Wildland, de Jeanette Nordahl

AMOR Y VIOLENCIA.

“Gente que no conozco de nada me hace todo tipo de preguntas. Sobre mi tía. Y mi madre. Dicen que hay tiempo de sobra. Que descubrimos qué salió mal. Pero algunas cosas salen mal incluso antes de empezar”.

Las primeras imágenes que abren Wildland, de Jeanette Nordahl, son directas e impactantes. Un coche volcado, fragmentos del accidentado en el hospital, mientras escuchamos la voz en off de Ida, un rostro que veremos atónito, impasible y algo magullado. Ida es una adolescente de 17 años que, después de perder a su madre, la llevan con su tía Bodill, y sus tres hijos mayores que ella. Ida, por primera vez, se siente acogida, tranquila y sobre todo, querida. Pero, las cosas no son nunca lo que parecen, y la tía Bodill y sus hijos no son de una pieza, sino de muchas, y se dedican a actividades criminales. Después de pasar con gran éxito por la televisión con series como Borgen, Cuando el polvo se asienta y La ruta del dinero, la directora danesa, con un férreo y directo guión que firma Ingeborg Topsoe, debuta en el largometraje con una película enmarcada en una fábula al estilo de Hansel y Gretel y Alicia en el país de las maravillas, donde una joven de vida difícil, encuentra en el seno de una familia violenta, quién lo diría, el amor y el cariño que nunca ha tenido en su vida.

DATOS DE ENTRADA >>
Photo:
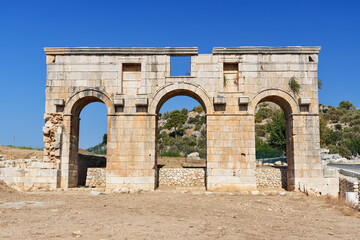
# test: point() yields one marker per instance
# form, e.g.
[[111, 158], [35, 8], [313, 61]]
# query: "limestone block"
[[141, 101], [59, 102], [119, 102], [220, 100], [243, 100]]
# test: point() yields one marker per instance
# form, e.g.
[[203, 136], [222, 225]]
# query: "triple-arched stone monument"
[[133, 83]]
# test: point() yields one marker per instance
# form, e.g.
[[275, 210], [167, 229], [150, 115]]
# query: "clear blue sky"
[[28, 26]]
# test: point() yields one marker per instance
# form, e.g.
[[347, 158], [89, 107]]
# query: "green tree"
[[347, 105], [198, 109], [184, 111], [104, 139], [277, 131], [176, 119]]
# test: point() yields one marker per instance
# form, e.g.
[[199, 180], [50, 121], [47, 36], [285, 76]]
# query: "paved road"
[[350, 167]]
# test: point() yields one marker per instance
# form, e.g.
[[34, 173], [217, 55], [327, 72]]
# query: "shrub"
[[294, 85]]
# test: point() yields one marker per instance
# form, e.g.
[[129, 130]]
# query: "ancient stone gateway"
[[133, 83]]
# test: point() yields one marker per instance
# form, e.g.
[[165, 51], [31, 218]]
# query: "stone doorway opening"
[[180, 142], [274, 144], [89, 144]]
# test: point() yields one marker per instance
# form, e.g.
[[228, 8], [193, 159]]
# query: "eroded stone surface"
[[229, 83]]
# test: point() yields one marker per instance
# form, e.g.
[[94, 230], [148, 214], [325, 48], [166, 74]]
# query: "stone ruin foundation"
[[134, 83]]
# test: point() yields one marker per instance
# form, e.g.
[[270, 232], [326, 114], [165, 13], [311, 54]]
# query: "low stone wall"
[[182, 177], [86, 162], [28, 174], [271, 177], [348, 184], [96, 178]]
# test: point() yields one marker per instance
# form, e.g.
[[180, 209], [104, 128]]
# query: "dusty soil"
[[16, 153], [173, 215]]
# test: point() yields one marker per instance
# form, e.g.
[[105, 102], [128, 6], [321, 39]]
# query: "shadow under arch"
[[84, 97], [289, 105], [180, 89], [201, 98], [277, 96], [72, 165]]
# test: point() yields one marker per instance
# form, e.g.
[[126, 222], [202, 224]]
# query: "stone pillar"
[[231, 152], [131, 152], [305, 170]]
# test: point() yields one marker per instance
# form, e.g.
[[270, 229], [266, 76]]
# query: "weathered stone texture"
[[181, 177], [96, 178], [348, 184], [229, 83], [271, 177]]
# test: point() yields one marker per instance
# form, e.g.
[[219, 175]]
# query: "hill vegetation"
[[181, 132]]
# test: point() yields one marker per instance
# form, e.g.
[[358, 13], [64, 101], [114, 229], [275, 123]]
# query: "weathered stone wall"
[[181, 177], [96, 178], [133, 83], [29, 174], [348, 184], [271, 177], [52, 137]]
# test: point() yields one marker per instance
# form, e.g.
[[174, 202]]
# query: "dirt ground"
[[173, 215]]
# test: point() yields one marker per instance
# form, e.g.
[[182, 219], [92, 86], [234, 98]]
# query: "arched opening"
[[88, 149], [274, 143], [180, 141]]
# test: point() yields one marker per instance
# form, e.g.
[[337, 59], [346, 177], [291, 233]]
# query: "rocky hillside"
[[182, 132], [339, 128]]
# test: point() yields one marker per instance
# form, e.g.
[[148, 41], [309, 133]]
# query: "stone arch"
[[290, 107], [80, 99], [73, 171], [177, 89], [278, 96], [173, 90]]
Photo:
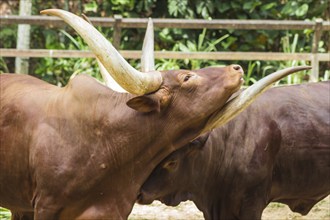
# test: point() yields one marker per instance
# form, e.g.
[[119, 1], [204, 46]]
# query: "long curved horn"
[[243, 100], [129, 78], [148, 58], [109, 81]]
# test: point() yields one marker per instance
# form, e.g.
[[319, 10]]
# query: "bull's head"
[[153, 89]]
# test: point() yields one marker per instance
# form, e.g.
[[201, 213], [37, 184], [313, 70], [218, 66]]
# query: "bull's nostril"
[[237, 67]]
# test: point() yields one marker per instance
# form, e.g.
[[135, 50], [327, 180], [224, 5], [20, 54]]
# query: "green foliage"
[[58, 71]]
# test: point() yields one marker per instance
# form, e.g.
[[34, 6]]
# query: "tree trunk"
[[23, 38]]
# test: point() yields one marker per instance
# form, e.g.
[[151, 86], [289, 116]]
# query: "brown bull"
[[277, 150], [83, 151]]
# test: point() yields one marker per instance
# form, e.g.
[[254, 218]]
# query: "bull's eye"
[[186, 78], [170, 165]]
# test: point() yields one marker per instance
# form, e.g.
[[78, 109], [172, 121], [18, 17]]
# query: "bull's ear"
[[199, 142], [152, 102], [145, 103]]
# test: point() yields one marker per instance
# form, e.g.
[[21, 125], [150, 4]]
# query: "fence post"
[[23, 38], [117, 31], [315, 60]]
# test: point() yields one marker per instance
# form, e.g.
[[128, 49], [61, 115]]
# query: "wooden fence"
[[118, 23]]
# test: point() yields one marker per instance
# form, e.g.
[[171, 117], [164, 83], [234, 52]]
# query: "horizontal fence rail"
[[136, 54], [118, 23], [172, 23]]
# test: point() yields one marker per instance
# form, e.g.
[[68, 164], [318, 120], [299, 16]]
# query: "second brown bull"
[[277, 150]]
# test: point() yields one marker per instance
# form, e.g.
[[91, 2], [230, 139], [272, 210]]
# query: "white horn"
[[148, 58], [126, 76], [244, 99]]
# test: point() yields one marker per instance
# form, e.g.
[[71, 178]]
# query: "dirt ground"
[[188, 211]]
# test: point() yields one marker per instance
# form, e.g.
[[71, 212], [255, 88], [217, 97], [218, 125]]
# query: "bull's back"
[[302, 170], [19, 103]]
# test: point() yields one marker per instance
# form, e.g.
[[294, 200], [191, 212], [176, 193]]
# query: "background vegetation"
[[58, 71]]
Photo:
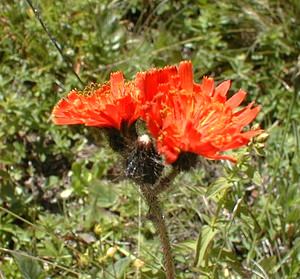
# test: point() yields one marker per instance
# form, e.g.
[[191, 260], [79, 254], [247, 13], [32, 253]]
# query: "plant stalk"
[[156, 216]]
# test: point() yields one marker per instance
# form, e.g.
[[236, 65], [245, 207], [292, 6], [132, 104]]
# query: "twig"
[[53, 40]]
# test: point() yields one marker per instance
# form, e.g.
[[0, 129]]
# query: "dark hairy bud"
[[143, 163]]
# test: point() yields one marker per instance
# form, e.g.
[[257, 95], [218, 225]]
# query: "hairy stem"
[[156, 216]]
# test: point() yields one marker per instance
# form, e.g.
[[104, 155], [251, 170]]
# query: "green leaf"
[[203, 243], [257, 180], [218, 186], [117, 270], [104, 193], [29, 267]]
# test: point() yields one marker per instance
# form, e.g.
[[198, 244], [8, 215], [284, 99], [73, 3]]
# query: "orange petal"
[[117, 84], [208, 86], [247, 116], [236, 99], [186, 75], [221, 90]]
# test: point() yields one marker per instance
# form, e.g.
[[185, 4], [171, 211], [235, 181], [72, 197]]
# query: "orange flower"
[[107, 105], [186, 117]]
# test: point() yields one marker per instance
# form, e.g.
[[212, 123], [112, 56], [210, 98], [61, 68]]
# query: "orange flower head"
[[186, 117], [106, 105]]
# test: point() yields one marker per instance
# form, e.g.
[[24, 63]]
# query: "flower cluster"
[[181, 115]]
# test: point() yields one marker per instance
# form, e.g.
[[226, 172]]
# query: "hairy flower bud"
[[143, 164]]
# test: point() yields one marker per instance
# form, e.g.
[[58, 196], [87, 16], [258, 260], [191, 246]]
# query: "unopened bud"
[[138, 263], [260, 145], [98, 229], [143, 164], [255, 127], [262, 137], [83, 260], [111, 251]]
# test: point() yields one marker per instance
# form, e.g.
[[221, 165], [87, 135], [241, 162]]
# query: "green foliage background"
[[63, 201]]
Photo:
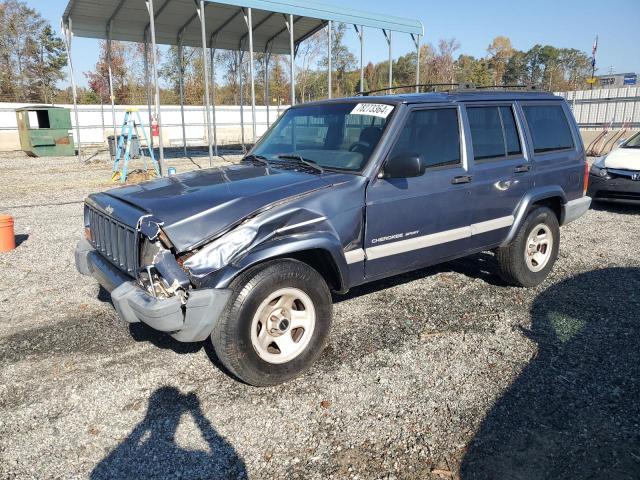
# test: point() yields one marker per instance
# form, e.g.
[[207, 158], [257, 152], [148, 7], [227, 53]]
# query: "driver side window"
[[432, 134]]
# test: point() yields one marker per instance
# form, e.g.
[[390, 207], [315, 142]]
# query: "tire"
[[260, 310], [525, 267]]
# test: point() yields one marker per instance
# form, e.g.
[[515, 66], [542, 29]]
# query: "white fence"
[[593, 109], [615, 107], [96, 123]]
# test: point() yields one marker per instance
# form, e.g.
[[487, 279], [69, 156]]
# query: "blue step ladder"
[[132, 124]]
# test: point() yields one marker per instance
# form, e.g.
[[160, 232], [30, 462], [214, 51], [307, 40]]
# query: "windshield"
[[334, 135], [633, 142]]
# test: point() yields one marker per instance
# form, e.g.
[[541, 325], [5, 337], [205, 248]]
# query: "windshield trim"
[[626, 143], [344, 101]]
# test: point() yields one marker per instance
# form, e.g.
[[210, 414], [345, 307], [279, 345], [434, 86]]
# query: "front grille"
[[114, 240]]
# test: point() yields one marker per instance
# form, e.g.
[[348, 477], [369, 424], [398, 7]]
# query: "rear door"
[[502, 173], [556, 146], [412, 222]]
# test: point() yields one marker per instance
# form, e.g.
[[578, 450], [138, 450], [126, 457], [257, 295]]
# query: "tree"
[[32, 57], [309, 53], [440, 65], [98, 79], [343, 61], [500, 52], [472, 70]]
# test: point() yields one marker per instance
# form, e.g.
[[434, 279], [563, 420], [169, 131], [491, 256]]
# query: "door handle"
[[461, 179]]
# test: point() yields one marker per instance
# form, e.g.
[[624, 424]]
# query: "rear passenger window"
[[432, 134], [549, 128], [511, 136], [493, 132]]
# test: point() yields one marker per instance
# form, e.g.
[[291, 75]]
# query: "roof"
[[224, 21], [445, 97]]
...
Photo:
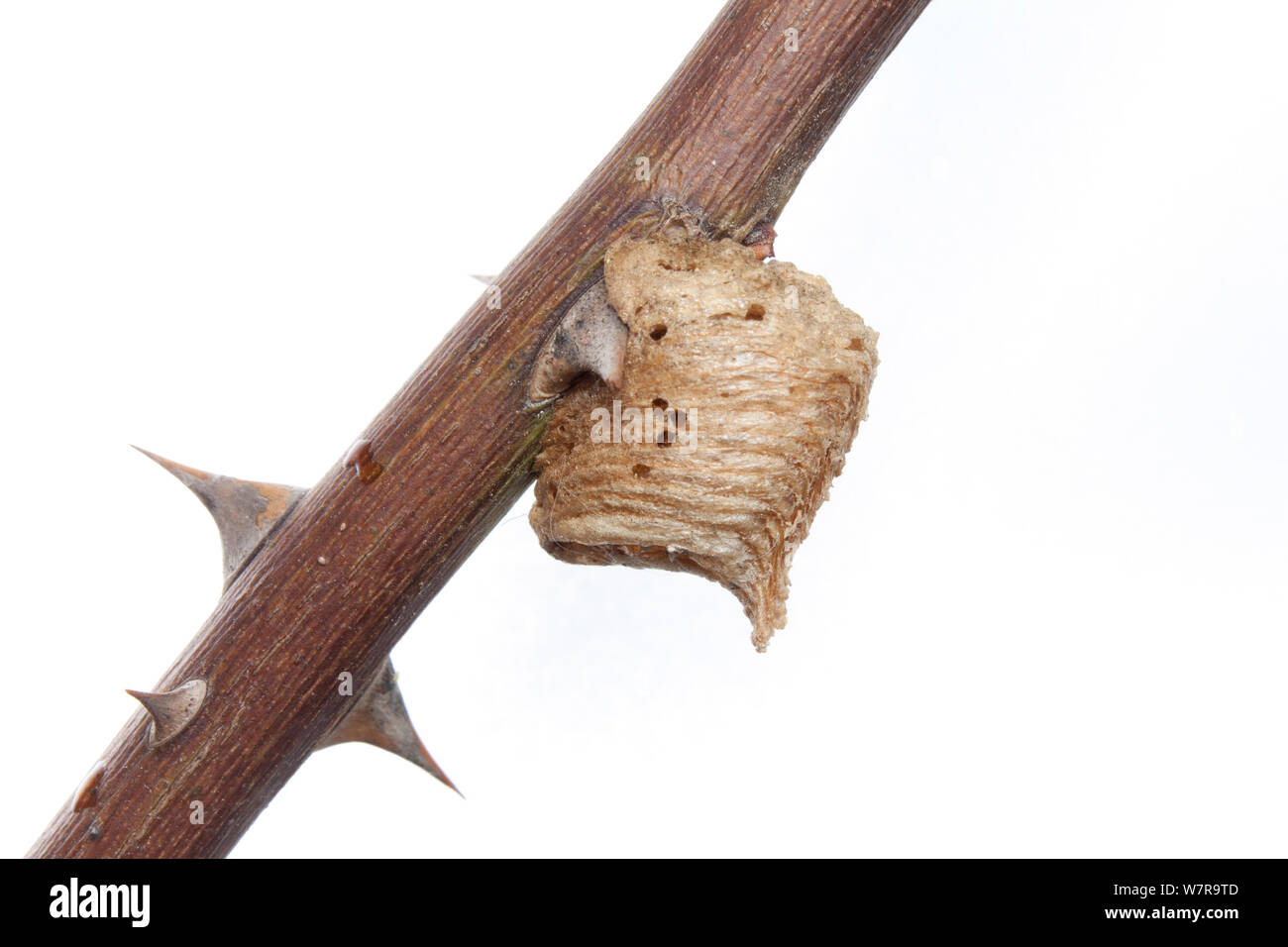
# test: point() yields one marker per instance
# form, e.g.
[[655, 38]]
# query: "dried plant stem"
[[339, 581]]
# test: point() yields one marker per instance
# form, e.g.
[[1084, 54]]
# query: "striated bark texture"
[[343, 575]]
* * *
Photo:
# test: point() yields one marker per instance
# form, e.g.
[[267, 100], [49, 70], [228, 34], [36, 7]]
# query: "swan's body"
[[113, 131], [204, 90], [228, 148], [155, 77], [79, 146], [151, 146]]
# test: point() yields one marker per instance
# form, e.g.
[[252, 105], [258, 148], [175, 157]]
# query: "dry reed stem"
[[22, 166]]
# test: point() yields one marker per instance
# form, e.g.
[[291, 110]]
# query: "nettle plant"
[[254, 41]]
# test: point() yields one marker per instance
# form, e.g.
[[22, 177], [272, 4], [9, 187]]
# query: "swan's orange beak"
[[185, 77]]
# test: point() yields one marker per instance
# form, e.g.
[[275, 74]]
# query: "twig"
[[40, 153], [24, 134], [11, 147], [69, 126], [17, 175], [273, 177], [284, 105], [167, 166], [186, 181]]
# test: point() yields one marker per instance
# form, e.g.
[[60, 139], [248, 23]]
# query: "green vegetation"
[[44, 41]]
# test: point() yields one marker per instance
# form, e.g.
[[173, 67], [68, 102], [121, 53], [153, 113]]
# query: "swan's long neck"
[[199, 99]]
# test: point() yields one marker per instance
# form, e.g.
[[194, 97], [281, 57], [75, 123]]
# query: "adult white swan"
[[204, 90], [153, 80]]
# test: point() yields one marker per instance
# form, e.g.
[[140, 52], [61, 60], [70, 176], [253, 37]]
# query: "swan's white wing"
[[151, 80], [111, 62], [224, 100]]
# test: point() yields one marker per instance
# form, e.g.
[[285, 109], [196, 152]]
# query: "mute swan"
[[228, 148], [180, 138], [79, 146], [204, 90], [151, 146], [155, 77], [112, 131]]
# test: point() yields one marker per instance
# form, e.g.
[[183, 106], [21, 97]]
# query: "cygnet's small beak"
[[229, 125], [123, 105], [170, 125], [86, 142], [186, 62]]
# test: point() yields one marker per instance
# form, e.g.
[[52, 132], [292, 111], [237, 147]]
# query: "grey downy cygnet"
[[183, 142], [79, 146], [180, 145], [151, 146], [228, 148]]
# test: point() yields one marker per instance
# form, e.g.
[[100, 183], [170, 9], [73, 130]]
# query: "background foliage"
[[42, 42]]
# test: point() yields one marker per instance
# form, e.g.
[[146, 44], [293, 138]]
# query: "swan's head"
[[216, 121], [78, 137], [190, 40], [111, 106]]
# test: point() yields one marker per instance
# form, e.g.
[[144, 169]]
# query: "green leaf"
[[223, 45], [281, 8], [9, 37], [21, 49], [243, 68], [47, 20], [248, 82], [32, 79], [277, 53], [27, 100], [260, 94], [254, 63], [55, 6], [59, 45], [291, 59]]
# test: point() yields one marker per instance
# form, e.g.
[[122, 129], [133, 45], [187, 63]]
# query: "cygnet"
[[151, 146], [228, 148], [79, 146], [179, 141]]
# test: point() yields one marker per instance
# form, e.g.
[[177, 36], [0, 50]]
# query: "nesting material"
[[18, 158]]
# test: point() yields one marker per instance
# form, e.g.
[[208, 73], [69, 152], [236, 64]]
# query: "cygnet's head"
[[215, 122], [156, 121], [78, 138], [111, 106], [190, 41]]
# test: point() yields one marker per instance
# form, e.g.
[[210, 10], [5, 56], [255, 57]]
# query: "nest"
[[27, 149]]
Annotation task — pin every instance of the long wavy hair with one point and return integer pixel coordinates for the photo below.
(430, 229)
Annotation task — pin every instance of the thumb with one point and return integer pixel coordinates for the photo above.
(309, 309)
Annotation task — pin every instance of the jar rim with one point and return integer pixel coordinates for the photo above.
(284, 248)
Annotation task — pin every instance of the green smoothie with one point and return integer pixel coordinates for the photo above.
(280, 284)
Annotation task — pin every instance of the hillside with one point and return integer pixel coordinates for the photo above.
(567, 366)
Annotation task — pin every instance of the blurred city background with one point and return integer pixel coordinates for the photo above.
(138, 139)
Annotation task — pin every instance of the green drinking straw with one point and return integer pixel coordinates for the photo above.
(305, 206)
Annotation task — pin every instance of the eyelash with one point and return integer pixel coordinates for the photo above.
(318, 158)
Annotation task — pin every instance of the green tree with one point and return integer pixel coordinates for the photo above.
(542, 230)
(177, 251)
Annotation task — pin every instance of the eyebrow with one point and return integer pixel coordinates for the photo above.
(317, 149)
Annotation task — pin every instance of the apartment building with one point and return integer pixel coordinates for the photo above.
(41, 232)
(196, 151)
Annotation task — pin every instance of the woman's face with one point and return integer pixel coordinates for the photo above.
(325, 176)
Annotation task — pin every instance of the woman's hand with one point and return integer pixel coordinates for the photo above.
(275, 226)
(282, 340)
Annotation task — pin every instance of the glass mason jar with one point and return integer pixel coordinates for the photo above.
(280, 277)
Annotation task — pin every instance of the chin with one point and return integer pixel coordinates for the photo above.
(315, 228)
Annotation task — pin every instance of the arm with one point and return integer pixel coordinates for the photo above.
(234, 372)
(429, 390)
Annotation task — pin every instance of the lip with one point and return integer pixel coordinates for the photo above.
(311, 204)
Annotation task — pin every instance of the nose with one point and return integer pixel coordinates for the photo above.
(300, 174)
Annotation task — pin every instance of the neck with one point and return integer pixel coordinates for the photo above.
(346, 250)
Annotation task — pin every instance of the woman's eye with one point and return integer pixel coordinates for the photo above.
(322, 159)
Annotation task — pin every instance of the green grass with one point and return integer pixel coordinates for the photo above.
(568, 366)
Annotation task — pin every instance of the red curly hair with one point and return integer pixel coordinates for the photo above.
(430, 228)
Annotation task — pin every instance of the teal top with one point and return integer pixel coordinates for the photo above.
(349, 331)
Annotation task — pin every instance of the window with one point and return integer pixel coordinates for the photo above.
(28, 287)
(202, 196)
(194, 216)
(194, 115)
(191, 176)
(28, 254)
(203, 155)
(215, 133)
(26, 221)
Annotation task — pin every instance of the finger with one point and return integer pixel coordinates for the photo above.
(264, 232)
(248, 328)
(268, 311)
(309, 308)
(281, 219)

PROBLEMA A RESOLVER >> Según el texto sobre Wildland, ¿quién firma el guion de la película?

ESPACIO DE RESPUESTA >> Ingeborg Topsoe.